Written task: Reproduce every line of the data from the line containing "Quick — box fresh herb garnish." through the line containing "[155,107,189,133]", both ends included, and add 47 to each bounding box coordinate in that stretch while leaving the text lines unchanged.

━━ Provided entries

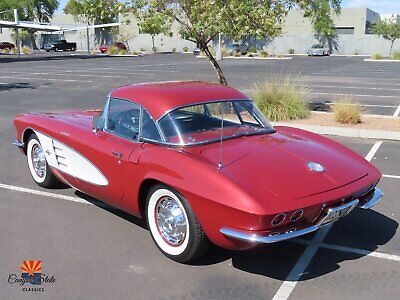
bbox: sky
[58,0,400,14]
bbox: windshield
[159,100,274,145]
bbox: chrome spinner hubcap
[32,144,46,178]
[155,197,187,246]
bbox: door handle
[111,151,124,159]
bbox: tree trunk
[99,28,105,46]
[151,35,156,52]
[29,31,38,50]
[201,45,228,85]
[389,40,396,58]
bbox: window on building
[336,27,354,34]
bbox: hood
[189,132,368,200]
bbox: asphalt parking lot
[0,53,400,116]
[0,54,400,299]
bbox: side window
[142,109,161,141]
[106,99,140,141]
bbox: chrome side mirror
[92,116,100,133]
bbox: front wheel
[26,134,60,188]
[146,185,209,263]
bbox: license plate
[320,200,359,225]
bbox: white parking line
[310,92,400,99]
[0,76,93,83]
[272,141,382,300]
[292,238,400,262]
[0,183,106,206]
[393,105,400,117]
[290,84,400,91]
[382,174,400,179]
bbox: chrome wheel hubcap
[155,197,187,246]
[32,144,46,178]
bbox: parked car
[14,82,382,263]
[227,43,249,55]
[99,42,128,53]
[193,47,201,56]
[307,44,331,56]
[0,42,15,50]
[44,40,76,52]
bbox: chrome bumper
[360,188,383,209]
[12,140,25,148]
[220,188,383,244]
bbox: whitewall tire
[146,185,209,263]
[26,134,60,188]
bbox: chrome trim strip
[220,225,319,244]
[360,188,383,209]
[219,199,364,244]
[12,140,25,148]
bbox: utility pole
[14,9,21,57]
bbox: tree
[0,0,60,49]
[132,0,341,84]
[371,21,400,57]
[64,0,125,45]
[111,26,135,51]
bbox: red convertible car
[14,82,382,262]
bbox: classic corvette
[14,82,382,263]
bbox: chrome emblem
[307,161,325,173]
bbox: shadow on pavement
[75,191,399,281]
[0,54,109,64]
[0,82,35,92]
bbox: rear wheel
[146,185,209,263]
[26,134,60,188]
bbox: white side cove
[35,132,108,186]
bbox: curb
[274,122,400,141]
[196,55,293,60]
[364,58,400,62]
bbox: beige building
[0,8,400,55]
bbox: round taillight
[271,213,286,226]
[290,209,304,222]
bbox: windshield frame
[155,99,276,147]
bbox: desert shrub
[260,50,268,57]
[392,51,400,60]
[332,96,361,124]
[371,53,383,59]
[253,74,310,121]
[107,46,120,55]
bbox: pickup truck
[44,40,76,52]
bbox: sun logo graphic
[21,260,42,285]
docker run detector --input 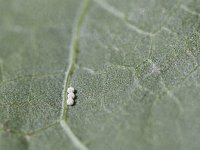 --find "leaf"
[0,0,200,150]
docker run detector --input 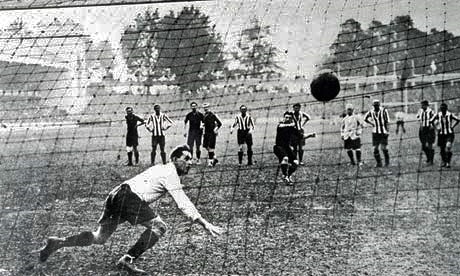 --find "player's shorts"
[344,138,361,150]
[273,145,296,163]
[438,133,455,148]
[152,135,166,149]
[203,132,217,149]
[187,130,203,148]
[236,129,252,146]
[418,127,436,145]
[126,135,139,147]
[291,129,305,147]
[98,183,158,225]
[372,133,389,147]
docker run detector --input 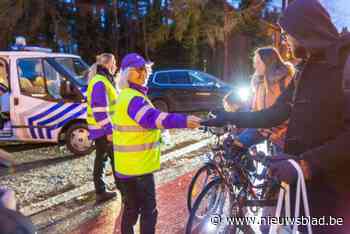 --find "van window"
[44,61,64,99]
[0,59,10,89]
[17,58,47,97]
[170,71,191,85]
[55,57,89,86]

━━━━
━━ Provided entries

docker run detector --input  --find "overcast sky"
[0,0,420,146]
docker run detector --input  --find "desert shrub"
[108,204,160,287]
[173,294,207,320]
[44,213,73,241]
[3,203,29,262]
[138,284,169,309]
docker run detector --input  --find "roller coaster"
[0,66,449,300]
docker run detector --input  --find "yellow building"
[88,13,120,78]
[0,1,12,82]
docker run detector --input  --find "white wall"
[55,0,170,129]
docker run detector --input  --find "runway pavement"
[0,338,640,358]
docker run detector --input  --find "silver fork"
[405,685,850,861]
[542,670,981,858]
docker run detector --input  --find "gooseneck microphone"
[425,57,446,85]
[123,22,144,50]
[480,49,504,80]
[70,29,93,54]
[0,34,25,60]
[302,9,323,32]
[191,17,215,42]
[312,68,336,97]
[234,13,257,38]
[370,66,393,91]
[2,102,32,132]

━━━━
━━ Provided entries

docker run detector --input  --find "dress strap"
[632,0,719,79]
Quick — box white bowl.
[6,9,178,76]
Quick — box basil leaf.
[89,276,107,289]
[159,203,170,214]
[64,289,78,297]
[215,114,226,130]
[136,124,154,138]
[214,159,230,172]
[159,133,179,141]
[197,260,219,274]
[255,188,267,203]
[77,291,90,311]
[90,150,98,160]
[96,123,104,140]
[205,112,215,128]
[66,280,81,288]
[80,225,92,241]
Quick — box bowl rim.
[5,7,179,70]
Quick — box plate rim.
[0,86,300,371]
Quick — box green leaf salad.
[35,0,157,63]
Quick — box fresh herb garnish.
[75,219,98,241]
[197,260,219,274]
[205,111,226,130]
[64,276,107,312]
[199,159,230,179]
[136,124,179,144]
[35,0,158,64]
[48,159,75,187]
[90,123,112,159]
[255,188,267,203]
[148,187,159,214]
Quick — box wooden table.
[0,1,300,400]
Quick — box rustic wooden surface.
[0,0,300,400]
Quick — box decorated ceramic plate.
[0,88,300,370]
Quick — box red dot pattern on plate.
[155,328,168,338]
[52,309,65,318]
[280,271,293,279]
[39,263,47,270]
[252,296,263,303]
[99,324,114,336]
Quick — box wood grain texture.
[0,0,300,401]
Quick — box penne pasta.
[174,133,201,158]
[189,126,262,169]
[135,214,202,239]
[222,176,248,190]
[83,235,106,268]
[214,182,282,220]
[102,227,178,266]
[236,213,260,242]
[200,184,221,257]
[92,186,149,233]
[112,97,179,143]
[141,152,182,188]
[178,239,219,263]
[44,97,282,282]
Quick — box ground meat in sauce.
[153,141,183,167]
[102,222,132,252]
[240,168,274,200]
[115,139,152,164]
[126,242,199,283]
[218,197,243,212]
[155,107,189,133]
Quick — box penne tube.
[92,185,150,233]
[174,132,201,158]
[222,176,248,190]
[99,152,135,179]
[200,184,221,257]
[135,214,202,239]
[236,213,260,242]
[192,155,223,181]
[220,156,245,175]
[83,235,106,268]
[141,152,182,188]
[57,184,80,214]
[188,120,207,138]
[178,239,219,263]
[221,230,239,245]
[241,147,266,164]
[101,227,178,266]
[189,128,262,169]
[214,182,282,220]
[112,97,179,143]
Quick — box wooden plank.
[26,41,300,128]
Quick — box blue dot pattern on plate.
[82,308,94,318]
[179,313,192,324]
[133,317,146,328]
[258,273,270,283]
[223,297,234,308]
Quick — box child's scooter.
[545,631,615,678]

━━━━

Problem solution:
Quick — box fresh herb garnish.
[122,266,145,288]
[244,307,266,321]
[252,158,273,177]
[111,323,154,359]
[246,206,277,226]
[183,171,226,191]
[82,47,205,111]
[95,206,122,234]
[137,170,159,206]
[302,235,314,250]
[195,234,206,261]
Quick — box wooden table.
[47,48,347,447]
Quick — box rustic wooden surface.
[47,47,347,447]
Quick — box decorated ceramic plate.
[47,135,347,417]
Quick — box red dot pattern on plate.
[202,375,215,385]
[99,356,112,365]
[327,318,340,326]
[86,310,94,317]
[299,343,310,350]
[146,371,161,383]
Quick — box wood grain texture.
[47,47,347,448]
Quick — box penne pasta.
[221,180,248,205]
[236,173,309,216]
[182,261,249,286]
[269,223,295,237]
[130,282,153,315]
[261,229,329,267]
[149,274,225,313]
[283,260,307,289]
[247,231,268,304]
[139,233,196,280]
[159,144,226,190]
[188,199,229,235]
[225,286,266,310]
[91,144,329,329]
Quick — box ground meat in sauce.
[200,188,230,214]
[149,269,179,299]
[287,215,321,247]
[162,186,199,211]
[173,289,246,330]
[265,244,290,259]
[202,154,236,180]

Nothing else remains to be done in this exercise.